Among the lines below, list those containing the string "coverall".

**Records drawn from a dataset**

◇ ◇ ◇ ◇

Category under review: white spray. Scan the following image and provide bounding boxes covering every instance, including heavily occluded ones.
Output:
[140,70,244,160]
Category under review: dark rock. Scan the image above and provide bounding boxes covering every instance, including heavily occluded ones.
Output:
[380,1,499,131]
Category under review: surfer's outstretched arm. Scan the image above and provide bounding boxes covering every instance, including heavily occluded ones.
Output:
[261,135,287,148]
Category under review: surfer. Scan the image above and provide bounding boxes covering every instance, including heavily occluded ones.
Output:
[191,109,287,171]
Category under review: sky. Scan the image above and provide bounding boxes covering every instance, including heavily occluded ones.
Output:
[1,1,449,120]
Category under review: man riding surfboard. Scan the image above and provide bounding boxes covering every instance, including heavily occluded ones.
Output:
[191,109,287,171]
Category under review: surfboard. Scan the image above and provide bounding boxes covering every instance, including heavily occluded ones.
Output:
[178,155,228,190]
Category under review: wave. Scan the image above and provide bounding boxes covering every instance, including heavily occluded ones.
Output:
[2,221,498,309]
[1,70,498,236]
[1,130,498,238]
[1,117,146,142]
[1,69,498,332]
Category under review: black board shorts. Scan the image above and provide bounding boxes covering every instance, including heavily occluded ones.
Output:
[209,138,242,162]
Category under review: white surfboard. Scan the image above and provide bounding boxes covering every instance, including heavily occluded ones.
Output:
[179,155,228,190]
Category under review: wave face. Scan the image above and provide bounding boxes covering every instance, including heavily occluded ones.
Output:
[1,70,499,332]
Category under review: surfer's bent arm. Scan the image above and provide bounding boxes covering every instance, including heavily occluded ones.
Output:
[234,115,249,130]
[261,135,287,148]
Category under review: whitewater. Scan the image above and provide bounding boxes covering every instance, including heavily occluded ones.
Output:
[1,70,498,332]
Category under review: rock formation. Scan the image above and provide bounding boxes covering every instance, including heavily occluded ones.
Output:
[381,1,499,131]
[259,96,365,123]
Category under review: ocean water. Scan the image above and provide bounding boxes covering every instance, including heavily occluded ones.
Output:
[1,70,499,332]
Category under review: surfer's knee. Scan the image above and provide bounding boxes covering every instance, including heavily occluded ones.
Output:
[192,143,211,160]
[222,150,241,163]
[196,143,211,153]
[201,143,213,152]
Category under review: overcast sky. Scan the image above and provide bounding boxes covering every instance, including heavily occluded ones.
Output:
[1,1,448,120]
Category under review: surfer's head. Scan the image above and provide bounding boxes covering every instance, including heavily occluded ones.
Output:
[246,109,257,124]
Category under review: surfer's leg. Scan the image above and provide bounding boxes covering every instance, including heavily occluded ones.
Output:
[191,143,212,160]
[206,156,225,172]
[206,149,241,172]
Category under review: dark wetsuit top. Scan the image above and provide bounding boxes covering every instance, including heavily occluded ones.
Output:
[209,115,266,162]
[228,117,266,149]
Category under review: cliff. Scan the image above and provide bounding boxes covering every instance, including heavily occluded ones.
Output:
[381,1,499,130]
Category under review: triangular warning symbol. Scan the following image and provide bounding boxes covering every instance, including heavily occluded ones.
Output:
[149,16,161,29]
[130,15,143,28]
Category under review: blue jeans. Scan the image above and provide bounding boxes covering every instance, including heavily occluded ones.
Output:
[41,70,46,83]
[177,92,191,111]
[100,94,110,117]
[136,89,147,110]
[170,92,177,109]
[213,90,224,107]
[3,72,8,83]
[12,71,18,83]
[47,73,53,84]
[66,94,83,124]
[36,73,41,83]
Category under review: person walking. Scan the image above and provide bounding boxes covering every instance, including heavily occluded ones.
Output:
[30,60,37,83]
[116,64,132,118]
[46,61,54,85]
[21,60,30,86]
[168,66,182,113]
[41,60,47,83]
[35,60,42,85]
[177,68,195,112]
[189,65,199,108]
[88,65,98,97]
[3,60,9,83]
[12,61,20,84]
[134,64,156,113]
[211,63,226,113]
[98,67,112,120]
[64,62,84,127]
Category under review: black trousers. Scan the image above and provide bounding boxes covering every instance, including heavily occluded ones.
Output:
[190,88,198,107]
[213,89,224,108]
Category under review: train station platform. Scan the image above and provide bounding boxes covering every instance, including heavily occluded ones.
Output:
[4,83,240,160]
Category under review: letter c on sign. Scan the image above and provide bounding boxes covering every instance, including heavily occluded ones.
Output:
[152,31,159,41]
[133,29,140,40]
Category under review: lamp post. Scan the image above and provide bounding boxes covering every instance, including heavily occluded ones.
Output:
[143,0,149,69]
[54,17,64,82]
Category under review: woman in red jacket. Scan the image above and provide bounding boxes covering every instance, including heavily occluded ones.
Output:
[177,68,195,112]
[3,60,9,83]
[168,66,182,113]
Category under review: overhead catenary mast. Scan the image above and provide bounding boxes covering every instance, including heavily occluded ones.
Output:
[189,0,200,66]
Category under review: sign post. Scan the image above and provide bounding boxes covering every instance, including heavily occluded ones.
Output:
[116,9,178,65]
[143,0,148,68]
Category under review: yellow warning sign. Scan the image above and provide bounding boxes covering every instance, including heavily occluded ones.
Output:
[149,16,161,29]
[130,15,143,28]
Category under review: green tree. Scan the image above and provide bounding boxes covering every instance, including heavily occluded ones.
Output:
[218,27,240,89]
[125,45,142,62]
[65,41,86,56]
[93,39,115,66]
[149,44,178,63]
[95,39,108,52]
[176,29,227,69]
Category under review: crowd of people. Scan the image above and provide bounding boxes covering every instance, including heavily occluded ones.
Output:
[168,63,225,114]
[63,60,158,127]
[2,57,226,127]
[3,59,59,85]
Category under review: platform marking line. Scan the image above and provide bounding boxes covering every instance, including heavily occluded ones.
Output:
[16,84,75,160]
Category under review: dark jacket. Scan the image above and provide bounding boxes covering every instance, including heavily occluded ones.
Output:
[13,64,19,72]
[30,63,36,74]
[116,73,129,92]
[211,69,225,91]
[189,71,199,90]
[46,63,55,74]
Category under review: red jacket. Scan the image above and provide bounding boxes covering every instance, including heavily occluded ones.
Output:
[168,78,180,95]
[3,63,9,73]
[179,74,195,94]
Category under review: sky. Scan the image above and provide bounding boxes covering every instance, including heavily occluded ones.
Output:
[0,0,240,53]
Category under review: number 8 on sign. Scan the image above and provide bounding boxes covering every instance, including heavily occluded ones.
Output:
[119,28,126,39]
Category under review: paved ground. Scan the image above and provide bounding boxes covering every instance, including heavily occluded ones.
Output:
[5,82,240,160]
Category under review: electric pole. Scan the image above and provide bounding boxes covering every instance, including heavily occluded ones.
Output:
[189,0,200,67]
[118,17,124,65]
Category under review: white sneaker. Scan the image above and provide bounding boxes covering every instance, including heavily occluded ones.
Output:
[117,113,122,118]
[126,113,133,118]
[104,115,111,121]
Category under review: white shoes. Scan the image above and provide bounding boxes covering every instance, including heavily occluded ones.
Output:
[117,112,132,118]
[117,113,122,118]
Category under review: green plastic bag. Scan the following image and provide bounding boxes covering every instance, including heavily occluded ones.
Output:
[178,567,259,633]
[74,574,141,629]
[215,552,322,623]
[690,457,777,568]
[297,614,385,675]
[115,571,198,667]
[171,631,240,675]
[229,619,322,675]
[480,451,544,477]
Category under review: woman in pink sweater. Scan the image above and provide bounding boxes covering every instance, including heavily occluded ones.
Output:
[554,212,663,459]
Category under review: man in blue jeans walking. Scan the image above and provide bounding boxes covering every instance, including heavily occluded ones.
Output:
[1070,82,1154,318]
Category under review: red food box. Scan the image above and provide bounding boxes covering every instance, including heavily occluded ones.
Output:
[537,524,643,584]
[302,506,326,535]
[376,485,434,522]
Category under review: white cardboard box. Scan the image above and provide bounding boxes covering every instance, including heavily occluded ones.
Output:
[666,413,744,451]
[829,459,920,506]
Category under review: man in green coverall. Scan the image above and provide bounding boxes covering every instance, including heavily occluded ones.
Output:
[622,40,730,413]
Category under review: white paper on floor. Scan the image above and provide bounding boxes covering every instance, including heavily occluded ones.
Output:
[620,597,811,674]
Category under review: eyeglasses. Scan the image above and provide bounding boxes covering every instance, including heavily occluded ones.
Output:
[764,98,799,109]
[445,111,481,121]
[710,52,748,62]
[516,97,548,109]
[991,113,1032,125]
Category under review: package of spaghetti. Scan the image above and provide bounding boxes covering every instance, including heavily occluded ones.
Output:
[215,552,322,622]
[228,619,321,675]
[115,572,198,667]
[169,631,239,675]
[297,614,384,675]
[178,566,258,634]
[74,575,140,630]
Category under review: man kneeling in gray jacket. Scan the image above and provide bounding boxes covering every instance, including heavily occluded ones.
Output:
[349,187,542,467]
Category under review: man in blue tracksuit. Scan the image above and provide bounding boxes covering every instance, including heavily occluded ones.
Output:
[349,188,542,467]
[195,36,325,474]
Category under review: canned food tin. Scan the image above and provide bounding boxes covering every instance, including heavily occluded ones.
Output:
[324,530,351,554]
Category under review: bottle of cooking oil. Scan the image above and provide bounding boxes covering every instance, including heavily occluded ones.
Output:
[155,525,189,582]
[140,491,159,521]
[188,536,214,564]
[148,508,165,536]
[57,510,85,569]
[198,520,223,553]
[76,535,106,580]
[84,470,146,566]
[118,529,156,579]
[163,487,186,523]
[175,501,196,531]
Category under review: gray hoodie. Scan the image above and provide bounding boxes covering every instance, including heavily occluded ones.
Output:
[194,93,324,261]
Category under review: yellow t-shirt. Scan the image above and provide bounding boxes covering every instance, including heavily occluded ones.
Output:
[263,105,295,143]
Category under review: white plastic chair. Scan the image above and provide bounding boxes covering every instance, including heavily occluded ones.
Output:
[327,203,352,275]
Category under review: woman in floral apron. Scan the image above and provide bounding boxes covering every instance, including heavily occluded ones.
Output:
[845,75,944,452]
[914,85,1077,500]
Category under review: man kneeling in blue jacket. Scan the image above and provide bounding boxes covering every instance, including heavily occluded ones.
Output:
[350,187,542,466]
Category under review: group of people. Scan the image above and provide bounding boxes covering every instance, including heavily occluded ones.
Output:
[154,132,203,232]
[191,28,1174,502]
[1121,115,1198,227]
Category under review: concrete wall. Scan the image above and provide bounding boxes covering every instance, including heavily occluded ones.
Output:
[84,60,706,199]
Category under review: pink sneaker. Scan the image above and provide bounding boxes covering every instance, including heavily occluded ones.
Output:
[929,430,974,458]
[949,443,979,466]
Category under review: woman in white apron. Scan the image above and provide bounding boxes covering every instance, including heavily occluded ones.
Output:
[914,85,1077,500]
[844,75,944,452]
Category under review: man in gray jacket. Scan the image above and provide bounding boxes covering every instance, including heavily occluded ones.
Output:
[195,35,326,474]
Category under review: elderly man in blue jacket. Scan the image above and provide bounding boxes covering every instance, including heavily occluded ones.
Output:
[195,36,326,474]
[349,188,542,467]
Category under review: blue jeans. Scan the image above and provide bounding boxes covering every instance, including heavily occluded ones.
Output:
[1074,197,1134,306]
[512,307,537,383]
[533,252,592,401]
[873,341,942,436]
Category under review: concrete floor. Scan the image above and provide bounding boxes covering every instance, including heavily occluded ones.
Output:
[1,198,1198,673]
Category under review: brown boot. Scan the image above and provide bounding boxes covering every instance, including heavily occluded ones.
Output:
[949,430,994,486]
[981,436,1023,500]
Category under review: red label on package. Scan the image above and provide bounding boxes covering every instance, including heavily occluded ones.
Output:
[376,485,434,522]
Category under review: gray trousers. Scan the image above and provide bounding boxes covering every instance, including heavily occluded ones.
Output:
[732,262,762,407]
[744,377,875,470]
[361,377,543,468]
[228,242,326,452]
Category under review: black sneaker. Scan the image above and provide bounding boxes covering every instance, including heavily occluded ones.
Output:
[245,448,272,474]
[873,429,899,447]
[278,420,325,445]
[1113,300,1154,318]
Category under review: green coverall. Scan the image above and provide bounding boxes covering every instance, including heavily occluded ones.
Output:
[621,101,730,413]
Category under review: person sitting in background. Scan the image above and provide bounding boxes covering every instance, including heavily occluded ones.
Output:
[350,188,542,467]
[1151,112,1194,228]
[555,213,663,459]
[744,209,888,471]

◇ ◇ ◇ ◇

**ANSWER TO THE PROBLEM**
Category under review: man in green coverall. Scan the image above and provide bounding boxes covering every instance, including heavily occluded ones.
Category under review: green coverall. Scan the image above and provide bounding boxes covering every instance, including heavily occluded ones.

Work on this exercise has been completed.